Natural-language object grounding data
★ ★ ★ ★ ★
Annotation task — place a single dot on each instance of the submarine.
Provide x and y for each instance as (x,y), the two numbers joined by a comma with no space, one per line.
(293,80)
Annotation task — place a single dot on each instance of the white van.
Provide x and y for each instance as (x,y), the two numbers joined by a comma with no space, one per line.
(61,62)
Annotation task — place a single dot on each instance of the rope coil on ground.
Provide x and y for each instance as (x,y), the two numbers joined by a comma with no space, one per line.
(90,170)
★ ★ ★ ★ ★
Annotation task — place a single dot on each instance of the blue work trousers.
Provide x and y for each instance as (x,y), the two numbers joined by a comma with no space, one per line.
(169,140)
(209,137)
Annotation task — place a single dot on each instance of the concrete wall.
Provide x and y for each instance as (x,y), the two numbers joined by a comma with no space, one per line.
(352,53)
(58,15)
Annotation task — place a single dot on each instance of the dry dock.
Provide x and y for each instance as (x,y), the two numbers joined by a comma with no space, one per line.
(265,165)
★ ★ ★ ★ ★
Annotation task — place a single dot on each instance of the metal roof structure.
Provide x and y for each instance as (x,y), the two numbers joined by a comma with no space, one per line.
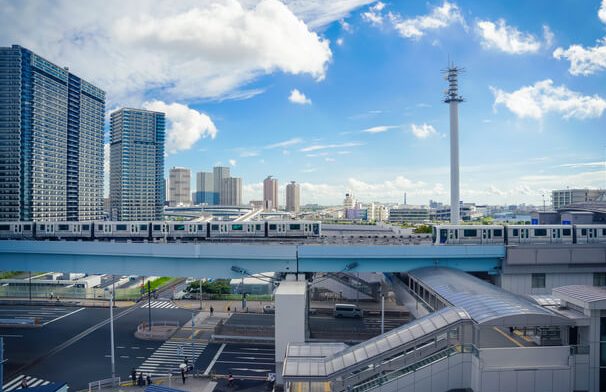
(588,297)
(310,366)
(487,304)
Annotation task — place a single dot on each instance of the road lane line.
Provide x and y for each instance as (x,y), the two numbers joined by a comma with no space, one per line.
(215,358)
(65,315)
★ ★ ★ ★ ★
(WORK TASK): Starting at the line that has "blue work trousers." in the records above, restate word for word every line until the one that has "the concrete wall.", and include that one as well.

(FINISHED TASK):
Annotation task — place a single dot on each instance of the blue work trousers.
Provide x and y for each instance as (x,y), the two numbers joined by a comma with no space, one per line.
(169,140)
(209,137)
Annotation task — place a single dot on each instance of the concrete wall.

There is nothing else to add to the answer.